## Aufgabe A
Tausche in den Datensätzen zwischen der Zeile mit „tall apartment building“ und der Zeile mit „[1093,414,1200,504]“, beide eingeschlossen, „overcast sky“ gegen „cloudy sky“ aus. Gib nur diese Zeilen wieder und lass alles andere unverändert.

## Textauszug

Auch in der wissenschaftlichen Literatur nimmt die Forschung zu Mehrsprachigkeit in Unternehmen eine immer zentralere Rolle ein. Seit sich Deutschland im Zuge der verstärkten Zuwanderung von Arbeitskräften und Flüchtlingen mit der Frage der Eingliederung von Menschen mit anderen Muttersprachen als Deutsch (Herkunftssprachen) in den Arbeits- und Ausbildungsmarkt auseinandersetzt, können hier Studien verzeichnet werden, die sich mit den typischen Migrationssprachen (Rumänisch, Russisch, Türkisch, Arabisch etc.) beschäftigen.4 Viele Studien dazu stammen aus Ländern mit territorialer oder hoher individueller Mehrsprachigkeit, da die Sprachen aufgrund der permanenten Kontaktsituation konkreten Einfluss auf den Arbeitsalltag(vgl. Lüdi u.a. 2016)oder den Ausbildungsalltag(vgl. Lüdi 2010)mit sich bringen. In einem Gros der Studien wird aber vorwiegend die Managementebene betrachtet, während Forschung zu Mehrsprachigkeit unter gering Qualifizierten defizitär bleibt bzw. erst seit wenigen Jahren intensiver erforscht wird(vgl. Gonçalves/Schluter 2017:242; vgl. Goldstein 1997:143 ff.). Schon vor zwanzig Jahren kamen viele Studien zu dem Schluss, dass ein zu geringer Fokus auf Fremdsprachen in der Ausbildung liegt(vgl. Ross 1997:16; vgl. Schöpper-Grabe/Weiß 1998:13). Als Ergebnis wurde ein verstärkter Fremdsprachenunterricht an den Berufsschulen gefordert(vgl. z.B.Weiß/Schöpper-Grabe 1995:7). Gesteuerte Unterrichtsformen tun jedoch den Anforderungen der postmodernen Arbeits- und Ausbildungswelt nicht mehr genüge, stattdessen werden innovative Konzepte gesucht, die auf die neuen Herausforderungen durch methodisch und didaktisch angemessene, integrative Lernprozesse vorbereiten(vgl. Seuter/Scholz 2015:3). Auf entsprechende Entwürfe in der betrieblichen Ausbildung wird in der Forschungsliteratur gelegentlich eingegangen(vgl. Lüdi 2017; vgl. Bethscheider 2012:23), jedoch fehlen größere Studien oder praktische Konzepte in diesem Fall gänzlich. Auch ist eine Forschungslücke bei der mehrsprachigen Förderung monolingual aufgewachsener Auszubildender zu konstatieren, während hingegen ein breites Forschungsfeld zur Förderung von Auszubildenden mit Migrationshintergrund besteht(vgl. Daase 2012; vgl. Bethscheider 2012; vgl. Meyer/Apfelbaum 2010). Aus diesem Grund ist für die Förderung der Mehrsprachigkeit speziell in der betrieblichen Berufsausbildung eine Forschungslücke zu festzustellen.

## Aufgabe B
Welche Ebene wird laut dem Textauszug über Mehrsprachigkeit in Unternehmen in einem Großteil der Studien vorwiegend betrachtet?

## Bereitgestellte Datensätze
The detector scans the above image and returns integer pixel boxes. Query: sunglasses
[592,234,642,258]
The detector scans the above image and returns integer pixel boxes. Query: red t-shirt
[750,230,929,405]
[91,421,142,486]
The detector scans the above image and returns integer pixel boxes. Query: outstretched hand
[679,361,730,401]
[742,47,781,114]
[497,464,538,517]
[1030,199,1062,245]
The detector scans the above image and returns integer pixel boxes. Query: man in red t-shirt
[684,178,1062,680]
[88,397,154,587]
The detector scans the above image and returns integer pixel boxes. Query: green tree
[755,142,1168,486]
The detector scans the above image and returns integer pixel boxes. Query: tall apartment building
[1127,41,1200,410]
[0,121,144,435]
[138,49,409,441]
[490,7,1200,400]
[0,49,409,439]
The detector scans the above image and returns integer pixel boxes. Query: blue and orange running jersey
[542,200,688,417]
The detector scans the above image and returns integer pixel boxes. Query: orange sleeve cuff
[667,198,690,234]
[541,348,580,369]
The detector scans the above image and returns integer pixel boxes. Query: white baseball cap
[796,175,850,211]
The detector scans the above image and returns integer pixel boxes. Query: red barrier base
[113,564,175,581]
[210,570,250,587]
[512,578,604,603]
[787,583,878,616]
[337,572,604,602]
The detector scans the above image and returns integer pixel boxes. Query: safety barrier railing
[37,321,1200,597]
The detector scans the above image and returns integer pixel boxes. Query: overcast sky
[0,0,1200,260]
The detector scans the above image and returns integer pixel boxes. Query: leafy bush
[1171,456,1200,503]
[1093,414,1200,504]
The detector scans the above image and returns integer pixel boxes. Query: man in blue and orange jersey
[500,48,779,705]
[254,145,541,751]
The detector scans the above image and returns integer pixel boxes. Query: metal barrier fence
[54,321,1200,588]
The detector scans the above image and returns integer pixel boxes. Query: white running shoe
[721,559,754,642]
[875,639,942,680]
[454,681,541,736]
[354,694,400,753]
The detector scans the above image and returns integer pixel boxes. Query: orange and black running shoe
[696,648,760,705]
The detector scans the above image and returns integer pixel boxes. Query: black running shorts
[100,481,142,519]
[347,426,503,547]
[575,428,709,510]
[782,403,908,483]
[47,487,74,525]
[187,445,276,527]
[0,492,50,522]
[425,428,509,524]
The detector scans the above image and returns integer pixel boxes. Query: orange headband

## Richtige Ausgabe A
The detector scans the above image and returns integer pixel boxes. Query: tall apartment building
[1127,41,1200,410]
[0,121,144,435]
[138,49,409,441]
[490,7,1200,400]
[0,49,409,439]
The detector scans the above image and returns integer pixel boxes. Query: blue and orange running jersey
[542,200,688,417]
The detector scans the above image and returns integer pixel boxes. Query: orange sleeve cuff
[667,198,690,234]
[541,348,580,369]
The detector scans the above image and returns integer pixel boxes. Query: white baseball cap
[796,175,850,211]
The detector scans the above image and returns integer pixel boxes. Query: red barrier base
[113,564,175,581]
[210,570,250,587]
[512,578,604,603]
[787,583,878,616]
[337,572,604,602]
The detector scans the above image and returns integer pixel boxes. Query: safety barrier railing
[37,321,1200,597]
The detector scans the above image and returns integer pixel boxes. Query: cloudy sky
[0,0,1200,260]
The detector scans the above image and returns integer pixel boxes. Query: leafy bush
[1171,456,1200,503]
[1093,414,1200,504]

## Richtige Ausgabe B
Die Managementebene.